Image annotation data:
━━━━━━━━━━━━━━━━━━━━
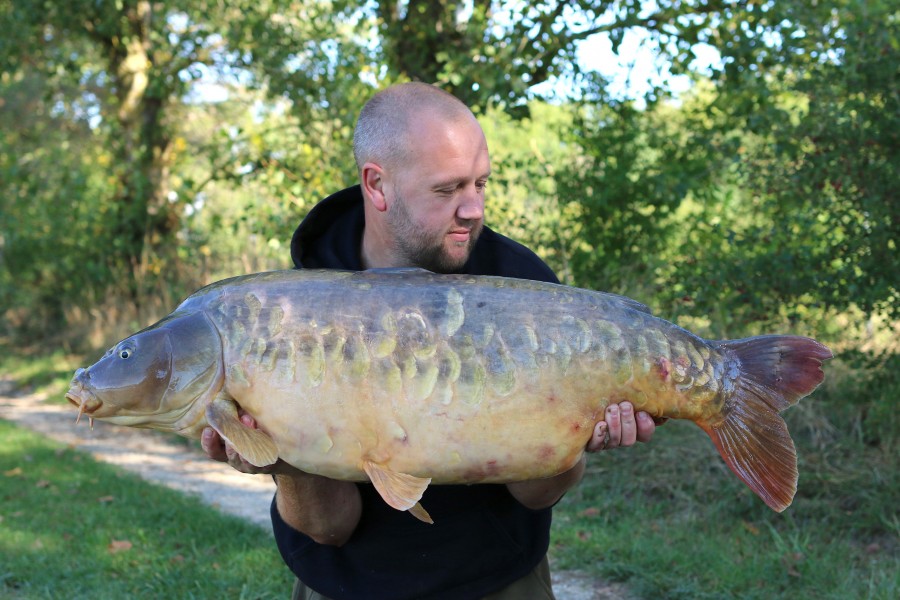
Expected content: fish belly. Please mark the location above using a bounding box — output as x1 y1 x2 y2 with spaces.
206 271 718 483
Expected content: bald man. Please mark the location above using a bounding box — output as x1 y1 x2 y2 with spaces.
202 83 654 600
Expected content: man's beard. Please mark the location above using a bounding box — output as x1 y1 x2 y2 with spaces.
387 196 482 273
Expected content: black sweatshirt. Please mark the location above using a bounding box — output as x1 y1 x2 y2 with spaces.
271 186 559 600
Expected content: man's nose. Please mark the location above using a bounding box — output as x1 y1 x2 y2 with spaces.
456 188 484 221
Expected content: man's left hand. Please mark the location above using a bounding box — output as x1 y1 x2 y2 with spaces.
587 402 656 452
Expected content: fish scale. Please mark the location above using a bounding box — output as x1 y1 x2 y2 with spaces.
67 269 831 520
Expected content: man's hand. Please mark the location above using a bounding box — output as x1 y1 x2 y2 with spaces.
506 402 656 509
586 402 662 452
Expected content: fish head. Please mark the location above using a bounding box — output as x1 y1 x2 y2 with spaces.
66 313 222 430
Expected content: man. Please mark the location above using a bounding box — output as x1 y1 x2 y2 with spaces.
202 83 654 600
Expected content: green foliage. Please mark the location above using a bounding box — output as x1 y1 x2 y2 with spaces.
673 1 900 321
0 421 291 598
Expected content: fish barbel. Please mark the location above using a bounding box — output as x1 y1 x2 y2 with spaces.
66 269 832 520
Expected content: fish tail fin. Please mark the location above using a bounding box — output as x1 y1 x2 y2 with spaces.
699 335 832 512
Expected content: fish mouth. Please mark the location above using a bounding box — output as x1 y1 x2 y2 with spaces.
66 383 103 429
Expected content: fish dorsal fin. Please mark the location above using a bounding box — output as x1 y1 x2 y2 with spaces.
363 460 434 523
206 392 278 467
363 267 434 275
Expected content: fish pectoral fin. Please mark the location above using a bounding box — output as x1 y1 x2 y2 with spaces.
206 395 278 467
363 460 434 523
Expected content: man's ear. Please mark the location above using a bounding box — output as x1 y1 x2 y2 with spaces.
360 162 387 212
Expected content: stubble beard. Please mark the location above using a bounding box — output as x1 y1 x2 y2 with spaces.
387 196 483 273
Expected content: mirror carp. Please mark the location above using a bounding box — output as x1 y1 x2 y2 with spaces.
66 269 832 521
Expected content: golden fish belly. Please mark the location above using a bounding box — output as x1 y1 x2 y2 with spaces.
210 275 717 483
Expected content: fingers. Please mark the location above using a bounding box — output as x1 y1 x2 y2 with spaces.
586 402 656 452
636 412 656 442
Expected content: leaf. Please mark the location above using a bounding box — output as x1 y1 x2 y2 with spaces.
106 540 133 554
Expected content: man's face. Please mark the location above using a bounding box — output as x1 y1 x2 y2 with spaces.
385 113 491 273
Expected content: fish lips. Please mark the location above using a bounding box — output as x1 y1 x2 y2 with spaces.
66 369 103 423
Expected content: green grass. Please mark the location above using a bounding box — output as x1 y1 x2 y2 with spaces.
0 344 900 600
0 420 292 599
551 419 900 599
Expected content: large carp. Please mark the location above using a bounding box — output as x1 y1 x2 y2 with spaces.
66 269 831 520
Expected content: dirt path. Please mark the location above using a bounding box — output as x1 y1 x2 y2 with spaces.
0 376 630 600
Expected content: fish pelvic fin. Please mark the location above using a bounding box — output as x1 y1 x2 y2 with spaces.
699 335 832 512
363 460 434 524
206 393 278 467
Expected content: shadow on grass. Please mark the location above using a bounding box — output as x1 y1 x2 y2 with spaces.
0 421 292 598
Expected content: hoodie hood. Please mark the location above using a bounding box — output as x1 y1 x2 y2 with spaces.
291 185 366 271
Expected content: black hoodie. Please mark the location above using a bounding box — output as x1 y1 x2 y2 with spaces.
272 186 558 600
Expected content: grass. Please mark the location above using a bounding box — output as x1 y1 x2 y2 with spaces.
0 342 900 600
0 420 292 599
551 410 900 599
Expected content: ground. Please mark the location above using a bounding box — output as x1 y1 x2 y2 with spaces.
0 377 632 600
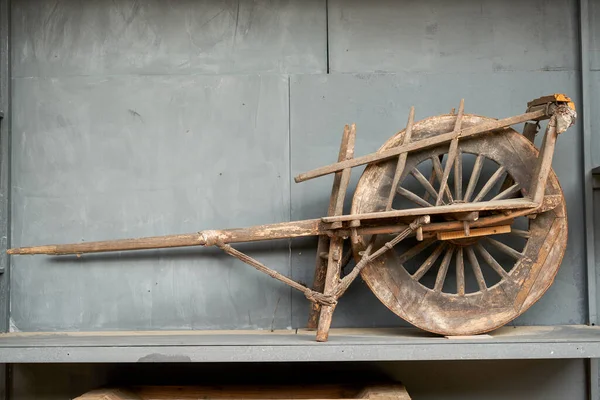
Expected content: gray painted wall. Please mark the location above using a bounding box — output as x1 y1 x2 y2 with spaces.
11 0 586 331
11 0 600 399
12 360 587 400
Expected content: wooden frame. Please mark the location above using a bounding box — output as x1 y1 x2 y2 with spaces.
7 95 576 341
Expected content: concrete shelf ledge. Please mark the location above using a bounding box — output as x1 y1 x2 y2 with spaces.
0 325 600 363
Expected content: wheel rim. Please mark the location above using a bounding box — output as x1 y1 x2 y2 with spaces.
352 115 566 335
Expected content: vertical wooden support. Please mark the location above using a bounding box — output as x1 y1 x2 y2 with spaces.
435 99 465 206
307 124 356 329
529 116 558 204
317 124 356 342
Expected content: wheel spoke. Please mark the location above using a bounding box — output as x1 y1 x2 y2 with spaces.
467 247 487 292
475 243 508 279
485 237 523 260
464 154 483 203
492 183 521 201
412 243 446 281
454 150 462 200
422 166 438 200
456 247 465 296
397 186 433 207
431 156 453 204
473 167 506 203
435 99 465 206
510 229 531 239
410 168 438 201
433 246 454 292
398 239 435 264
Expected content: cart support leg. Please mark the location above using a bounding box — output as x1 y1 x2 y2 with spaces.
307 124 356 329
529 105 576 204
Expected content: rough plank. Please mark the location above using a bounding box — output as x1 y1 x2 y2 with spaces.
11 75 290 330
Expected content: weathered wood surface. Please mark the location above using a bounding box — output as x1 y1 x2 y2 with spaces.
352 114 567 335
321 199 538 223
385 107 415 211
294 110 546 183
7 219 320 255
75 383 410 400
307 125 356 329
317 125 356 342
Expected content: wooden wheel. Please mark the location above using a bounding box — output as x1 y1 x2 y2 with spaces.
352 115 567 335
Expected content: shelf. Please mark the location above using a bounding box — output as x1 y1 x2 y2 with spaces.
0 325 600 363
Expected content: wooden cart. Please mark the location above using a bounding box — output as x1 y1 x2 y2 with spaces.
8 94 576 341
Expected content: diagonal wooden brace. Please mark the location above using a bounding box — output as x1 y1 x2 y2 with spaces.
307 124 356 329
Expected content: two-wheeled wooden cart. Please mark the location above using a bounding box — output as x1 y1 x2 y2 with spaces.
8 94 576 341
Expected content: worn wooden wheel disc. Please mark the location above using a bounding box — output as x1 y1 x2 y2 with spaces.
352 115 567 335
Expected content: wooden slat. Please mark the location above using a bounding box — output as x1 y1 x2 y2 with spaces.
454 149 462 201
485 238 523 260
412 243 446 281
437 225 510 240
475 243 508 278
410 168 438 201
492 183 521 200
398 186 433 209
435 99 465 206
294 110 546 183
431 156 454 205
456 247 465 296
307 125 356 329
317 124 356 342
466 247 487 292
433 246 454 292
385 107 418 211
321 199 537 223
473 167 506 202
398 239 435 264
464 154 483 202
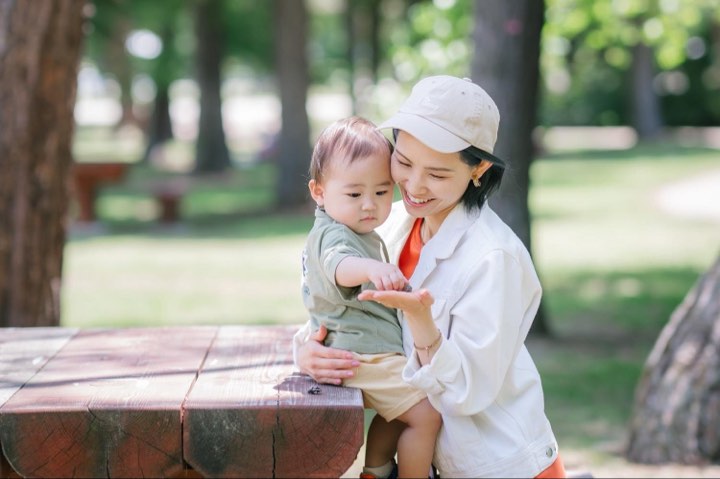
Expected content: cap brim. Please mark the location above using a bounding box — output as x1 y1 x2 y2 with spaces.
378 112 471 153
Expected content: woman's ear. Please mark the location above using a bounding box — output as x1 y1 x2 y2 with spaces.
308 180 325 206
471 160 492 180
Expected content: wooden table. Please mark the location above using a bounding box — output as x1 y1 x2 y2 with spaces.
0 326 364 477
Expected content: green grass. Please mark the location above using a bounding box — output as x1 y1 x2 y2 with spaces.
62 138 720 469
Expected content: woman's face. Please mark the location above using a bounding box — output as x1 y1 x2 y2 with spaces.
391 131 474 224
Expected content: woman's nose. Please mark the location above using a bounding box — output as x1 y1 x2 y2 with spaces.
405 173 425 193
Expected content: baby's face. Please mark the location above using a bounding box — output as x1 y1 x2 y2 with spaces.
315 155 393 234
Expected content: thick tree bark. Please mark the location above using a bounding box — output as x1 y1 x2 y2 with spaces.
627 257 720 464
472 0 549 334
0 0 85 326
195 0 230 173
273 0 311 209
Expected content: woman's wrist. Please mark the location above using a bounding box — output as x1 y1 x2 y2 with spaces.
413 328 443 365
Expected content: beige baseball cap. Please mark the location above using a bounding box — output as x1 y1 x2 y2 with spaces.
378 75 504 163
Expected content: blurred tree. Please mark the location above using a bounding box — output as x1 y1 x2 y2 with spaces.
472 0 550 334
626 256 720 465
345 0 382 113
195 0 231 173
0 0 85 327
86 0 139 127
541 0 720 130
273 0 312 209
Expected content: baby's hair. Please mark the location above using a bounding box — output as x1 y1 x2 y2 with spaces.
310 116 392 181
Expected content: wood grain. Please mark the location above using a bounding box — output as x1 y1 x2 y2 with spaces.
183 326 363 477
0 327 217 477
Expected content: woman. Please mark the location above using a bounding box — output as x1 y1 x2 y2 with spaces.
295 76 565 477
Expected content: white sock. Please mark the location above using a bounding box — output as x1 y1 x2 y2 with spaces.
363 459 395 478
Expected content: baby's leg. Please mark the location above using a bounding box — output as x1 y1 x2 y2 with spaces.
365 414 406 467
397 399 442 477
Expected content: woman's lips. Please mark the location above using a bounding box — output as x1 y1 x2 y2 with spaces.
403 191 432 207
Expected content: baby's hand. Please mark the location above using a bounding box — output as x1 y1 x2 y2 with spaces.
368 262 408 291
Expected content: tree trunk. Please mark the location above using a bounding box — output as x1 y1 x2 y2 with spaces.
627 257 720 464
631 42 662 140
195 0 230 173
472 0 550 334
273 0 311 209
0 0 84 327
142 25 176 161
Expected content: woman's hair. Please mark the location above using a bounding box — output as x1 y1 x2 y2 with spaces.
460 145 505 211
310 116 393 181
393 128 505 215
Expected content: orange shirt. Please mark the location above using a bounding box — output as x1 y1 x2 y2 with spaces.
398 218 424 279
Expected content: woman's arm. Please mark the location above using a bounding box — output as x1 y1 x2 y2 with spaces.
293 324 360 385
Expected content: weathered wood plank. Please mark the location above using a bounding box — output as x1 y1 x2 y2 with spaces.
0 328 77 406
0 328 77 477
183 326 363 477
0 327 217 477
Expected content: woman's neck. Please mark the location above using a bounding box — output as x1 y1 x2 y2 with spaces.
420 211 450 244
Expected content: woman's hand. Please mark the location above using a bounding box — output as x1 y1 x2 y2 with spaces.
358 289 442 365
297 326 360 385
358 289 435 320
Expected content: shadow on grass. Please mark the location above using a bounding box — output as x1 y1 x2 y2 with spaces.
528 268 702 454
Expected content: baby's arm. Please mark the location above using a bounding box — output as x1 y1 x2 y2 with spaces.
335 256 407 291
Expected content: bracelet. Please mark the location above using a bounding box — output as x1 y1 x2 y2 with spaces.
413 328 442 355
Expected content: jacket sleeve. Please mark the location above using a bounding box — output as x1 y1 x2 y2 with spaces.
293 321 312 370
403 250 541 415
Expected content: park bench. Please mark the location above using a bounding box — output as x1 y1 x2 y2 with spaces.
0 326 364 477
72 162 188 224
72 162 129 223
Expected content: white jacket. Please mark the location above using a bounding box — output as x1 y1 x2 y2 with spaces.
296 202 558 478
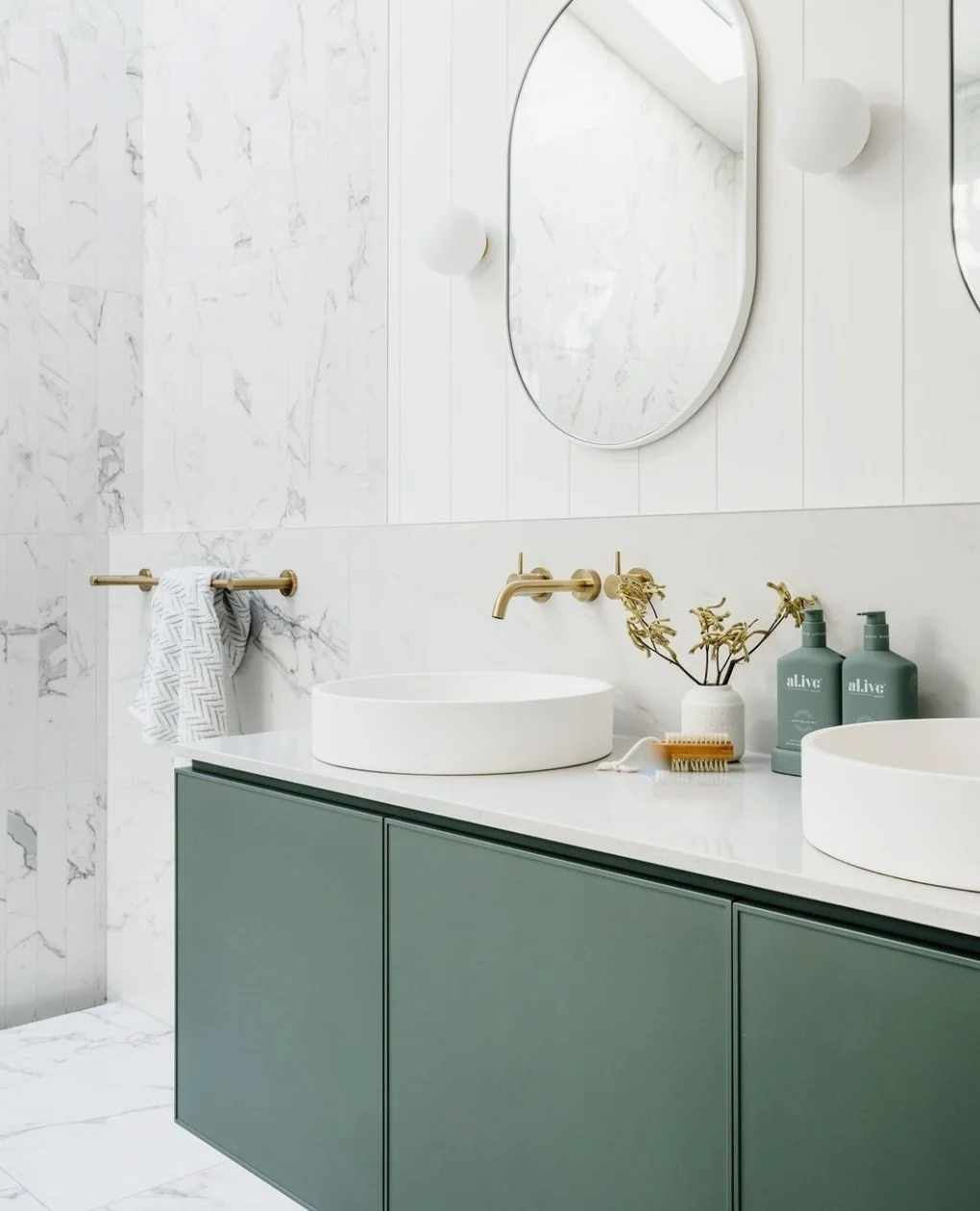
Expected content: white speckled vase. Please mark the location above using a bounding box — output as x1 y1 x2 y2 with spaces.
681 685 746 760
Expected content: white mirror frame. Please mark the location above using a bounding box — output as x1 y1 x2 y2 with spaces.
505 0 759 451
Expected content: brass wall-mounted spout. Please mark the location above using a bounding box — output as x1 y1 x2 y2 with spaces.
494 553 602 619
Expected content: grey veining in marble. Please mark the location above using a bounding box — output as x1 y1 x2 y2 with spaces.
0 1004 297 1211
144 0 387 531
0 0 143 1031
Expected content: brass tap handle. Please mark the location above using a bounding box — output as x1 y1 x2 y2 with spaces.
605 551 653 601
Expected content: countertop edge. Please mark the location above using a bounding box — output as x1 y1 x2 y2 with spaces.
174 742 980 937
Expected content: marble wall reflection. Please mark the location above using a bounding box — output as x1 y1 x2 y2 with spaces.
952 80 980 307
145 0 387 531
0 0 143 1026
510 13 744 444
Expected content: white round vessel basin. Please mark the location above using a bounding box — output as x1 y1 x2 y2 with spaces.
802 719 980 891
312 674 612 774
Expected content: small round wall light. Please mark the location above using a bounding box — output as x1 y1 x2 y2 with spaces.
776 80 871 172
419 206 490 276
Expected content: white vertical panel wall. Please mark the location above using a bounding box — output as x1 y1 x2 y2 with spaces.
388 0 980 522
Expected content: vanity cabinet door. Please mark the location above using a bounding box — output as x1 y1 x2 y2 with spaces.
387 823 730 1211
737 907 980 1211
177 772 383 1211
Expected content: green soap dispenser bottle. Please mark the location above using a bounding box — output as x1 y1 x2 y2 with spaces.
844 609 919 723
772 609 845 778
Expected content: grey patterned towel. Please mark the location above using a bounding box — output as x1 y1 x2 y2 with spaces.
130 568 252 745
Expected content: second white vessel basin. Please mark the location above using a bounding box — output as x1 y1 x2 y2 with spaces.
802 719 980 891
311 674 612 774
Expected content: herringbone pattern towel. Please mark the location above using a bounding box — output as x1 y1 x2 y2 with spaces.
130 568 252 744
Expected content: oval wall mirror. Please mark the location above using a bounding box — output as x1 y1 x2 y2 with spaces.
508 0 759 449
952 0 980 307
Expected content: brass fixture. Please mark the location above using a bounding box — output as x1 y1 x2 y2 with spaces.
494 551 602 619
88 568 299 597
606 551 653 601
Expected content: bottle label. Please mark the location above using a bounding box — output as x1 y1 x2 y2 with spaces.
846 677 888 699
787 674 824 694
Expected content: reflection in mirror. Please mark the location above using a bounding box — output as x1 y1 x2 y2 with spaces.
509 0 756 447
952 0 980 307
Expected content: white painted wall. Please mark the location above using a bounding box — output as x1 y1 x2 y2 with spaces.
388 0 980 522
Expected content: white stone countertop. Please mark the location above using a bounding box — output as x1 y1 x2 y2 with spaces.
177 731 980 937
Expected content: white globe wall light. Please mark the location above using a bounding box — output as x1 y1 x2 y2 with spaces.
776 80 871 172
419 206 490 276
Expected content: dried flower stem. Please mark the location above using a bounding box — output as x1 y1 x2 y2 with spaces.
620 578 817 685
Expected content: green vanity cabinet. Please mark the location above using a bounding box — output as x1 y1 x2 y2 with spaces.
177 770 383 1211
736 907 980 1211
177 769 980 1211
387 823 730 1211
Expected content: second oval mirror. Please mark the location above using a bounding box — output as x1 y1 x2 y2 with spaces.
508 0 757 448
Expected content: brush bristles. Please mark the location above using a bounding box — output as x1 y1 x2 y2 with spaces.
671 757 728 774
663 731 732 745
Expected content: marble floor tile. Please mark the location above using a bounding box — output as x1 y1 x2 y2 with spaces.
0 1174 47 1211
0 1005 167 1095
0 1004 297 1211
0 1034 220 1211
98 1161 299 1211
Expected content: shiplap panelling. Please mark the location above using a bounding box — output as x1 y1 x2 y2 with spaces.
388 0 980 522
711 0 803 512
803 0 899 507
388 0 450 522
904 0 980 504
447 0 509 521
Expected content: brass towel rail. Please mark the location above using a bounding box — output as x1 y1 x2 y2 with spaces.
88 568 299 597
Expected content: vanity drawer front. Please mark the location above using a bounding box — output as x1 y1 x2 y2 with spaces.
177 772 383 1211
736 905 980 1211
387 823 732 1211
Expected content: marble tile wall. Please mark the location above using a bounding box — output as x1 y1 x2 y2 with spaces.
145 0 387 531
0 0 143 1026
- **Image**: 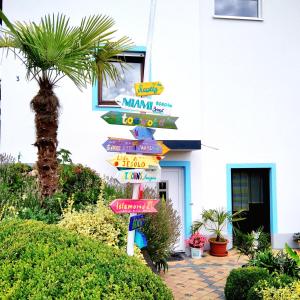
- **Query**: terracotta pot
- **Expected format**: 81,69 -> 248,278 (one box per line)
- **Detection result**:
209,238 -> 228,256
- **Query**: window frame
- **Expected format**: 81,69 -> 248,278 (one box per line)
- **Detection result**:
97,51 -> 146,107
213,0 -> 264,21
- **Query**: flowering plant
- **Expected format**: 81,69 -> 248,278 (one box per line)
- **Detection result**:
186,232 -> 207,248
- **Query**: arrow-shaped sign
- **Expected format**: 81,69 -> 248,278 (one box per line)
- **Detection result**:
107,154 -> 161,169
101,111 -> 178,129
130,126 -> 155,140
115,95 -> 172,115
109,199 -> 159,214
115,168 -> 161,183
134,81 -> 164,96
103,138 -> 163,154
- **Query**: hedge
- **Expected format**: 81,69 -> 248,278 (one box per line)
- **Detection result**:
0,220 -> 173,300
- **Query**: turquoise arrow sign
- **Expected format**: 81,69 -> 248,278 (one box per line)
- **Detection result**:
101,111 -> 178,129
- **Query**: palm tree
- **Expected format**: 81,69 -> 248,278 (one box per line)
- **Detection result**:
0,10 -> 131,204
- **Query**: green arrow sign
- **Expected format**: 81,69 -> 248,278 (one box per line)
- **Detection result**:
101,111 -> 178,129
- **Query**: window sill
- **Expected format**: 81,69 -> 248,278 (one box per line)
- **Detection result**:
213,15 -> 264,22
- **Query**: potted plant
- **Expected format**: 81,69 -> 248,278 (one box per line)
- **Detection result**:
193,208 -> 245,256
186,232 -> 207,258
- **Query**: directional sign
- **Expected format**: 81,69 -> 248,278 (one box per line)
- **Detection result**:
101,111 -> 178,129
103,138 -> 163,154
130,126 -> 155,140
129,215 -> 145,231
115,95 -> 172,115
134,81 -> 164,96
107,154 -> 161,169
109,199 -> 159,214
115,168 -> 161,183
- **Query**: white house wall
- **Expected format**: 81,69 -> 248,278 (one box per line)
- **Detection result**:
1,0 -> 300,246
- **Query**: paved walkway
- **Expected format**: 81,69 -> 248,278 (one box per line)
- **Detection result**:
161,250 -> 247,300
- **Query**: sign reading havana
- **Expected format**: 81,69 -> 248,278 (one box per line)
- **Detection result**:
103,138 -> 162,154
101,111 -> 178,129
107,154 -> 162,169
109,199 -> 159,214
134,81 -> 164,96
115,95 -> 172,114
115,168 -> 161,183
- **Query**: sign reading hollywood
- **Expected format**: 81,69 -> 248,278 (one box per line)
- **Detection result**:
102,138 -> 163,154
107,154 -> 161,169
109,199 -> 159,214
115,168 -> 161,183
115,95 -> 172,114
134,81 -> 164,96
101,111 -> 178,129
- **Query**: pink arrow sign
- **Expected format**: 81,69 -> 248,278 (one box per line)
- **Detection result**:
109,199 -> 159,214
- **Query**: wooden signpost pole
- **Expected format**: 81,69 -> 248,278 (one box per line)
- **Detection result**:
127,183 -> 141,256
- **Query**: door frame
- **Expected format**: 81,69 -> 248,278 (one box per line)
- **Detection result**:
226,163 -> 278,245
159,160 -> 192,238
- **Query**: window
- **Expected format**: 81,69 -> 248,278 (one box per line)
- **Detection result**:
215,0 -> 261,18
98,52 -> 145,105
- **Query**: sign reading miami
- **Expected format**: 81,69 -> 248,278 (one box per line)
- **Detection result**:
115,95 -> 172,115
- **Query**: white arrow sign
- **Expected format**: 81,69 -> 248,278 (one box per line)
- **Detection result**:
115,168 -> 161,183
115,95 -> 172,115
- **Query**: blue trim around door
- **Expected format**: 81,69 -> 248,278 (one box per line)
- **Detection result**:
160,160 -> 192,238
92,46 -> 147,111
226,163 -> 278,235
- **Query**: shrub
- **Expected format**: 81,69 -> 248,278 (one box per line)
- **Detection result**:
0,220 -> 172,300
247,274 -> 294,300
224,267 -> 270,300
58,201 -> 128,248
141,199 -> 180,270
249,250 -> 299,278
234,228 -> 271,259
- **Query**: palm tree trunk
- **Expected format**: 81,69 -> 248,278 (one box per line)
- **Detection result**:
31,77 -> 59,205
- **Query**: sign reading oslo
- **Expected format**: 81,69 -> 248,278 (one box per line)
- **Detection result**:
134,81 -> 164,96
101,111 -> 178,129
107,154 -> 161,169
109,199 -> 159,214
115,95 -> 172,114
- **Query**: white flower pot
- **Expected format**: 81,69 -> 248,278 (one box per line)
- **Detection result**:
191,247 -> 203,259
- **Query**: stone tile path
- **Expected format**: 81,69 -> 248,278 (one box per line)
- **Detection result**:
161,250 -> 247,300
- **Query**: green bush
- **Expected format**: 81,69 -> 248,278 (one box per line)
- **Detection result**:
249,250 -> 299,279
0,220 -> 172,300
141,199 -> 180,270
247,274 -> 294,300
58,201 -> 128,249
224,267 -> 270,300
━━━━━━━━━━━━━━━━━━━━
** EXERCISE REQUIREMENTS **
Reproduce the data from its first line through the line containing "67 269 831 520", keeping every text line unchanged except for shifting each bounding-box coordinate up by 115. Omit the picture from the output.

** EXERCISE SOLUTION **
Expected content: fish belly. Please mark the location above using a bounding box — output as x1 y1 x2 y2 with spaces.
321 386 833 598
Expected content: bald man. Please mark the location above using a bounding box — output as x1 y1 x2 y2 with spaces.
317 198 769 715
Expected content: man's beard. Please mark the location above using a bounding box — output as x1 y1 x2 y2 with spaces.
502 311 597 388
Expected content: black sweatshirt. Please mark the location above using a bounding box — output as x1 y1 x2 y2 with spaces.
386 301 674 715
Expected content: man's nose. Please mark the location above using a bounding box — output as x1 y1 x2 y2 with spaces.
571 303 599 336
Expected content: man's left hand. Please mark the location above using a bounding box — output as x1 y1 x2 y2 with spaces.
702 517 771 567
Expected content: fish scale. Please mark the location above using a bounding box — output as x1 y1 x2 y2 with spaces.
182 384 946 635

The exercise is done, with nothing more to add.